--- Begin Data for this task ---
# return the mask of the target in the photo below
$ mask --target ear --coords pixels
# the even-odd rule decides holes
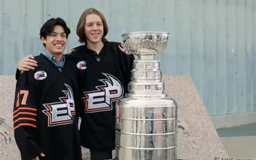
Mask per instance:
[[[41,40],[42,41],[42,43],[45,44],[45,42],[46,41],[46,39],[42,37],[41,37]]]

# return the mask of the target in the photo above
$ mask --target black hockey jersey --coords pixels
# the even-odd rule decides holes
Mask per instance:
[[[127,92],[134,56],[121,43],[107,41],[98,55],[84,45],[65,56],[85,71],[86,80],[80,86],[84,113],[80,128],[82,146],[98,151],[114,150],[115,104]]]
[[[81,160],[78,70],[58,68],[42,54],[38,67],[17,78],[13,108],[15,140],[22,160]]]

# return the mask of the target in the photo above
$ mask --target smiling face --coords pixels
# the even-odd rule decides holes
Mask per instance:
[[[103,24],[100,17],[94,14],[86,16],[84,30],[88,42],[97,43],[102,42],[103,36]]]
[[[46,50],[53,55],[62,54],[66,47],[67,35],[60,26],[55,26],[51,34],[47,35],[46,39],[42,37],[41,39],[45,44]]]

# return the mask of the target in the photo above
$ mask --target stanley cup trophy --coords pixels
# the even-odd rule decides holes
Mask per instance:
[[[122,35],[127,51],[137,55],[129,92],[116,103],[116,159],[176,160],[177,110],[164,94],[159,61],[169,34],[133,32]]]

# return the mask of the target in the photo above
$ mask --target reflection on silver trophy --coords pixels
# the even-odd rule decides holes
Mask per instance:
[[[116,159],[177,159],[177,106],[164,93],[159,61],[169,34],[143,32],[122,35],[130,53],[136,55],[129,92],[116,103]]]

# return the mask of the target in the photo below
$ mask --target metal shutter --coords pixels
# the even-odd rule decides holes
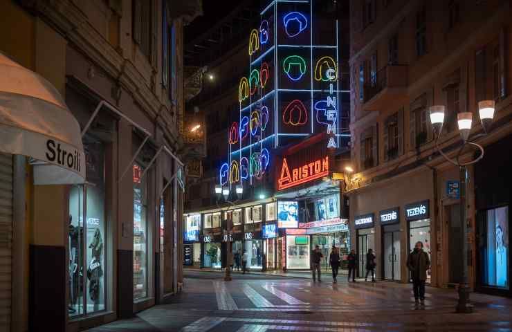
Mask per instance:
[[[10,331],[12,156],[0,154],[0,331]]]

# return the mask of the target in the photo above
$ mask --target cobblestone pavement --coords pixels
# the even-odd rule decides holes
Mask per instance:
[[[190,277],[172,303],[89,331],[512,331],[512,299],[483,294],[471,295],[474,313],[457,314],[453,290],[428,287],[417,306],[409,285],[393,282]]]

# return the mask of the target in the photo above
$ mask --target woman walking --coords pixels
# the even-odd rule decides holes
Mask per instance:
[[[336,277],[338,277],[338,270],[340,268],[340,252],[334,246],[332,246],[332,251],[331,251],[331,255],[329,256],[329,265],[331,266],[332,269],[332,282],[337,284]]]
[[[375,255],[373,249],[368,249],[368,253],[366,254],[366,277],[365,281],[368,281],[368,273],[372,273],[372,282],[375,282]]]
--- End Data for this task ---
--- Begin Data for this task ---
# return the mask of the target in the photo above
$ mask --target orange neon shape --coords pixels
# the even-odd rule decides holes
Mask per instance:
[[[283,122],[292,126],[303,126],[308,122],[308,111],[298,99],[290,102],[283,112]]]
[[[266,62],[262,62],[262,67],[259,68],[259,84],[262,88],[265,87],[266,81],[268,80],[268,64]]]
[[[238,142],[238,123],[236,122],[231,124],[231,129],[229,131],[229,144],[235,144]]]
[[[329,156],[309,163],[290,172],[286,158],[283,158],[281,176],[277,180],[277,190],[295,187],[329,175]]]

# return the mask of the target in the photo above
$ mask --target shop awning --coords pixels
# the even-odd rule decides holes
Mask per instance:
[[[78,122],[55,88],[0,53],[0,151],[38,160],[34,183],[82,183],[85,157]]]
--- End Data for this task ---
--- Begin Data for this task ---
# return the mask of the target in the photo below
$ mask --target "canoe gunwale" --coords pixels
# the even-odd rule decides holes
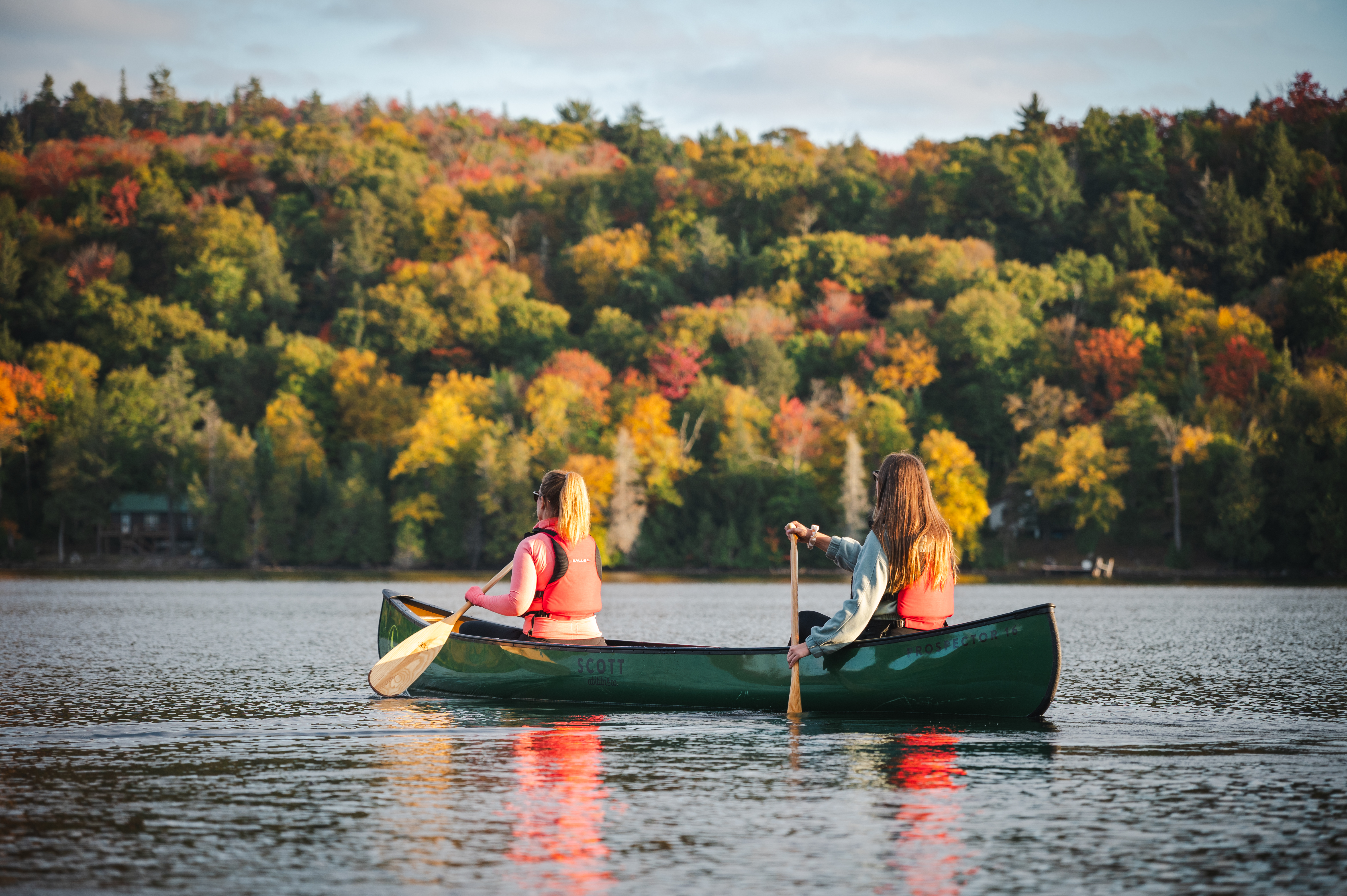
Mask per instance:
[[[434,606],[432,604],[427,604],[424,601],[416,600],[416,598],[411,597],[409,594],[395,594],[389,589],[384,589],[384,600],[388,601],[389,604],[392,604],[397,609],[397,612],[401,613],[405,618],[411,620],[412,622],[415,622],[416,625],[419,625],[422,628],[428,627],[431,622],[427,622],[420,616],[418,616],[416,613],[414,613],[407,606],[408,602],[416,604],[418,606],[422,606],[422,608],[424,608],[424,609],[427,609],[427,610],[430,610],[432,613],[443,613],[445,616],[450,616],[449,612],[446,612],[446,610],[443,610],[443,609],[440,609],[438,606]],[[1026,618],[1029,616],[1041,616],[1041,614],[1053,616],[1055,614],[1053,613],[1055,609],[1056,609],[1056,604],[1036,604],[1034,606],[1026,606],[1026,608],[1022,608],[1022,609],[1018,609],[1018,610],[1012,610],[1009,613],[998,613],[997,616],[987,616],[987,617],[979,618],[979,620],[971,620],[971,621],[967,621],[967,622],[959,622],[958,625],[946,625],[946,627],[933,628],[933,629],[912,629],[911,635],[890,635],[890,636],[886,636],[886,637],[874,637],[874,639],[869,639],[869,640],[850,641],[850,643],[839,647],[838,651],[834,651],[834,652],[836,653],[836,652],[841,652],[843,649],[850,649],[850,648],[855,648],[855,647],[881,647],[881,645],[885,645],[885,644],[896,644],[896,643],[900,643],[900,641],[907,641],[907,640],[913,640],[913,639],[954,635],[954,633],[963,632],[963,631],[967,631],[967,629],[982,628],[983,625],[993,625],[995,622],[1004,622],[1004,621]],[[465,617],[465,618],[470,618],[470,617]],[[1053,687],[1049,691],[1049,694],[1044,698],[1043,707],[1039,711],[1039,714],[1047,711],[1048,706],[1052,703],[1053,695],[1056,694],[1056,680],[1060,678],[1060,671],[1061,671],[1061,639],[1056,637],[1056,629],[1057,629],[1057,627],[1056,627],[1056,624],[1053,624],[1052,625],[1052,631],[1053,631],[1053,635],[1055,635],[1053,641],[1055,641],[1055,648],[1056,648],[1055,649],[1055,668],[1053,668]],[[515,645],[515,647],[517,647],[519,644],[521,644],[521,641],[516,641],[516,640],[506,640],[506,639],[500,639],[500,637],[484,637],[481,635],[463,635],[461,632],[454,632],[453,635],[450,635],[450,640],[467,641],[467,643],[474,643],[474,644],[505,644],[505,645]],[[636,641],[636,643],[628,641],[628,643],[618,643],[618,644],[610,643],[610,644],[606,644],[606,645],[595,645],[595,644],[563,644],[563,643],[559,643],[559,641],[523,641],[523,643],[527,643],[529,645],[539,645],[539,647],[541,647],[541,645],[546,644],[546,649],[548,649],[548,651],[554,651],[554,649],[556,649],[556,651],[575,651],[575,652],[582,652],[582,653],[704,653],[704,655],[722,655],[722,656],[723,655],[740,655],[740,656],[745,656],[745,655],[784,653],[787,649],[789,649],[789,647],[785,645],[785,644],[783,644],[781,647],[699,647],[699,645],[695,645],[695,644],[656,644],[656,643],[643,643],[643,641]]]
--- End Data for this task ---
> [Work instructions] Identify every line in the entries above that contains the string "pixels", and copy each of those lines in full. Matching is case-sensitive.

> [Exercise solution]
$ mask --target ear --coords pixels
$ mask --target black hockey jersey --coords pixels
$ mask --target smiling face --coords pixels
$ mask --target stanley cup trophy --coords pixels
$ mask --target reflection on silver trophy --coords pixels
$ mask --target metal shutter --coords pixels
$ mask --target cobblestone pavement --coords pixels
$ mask --target woman walking --coords pixels
$ mask --target orange neon shape --coords pixels
$ mask --target shop awning --coords pixels
$ mask --target "canoe gunwale" --coords pixels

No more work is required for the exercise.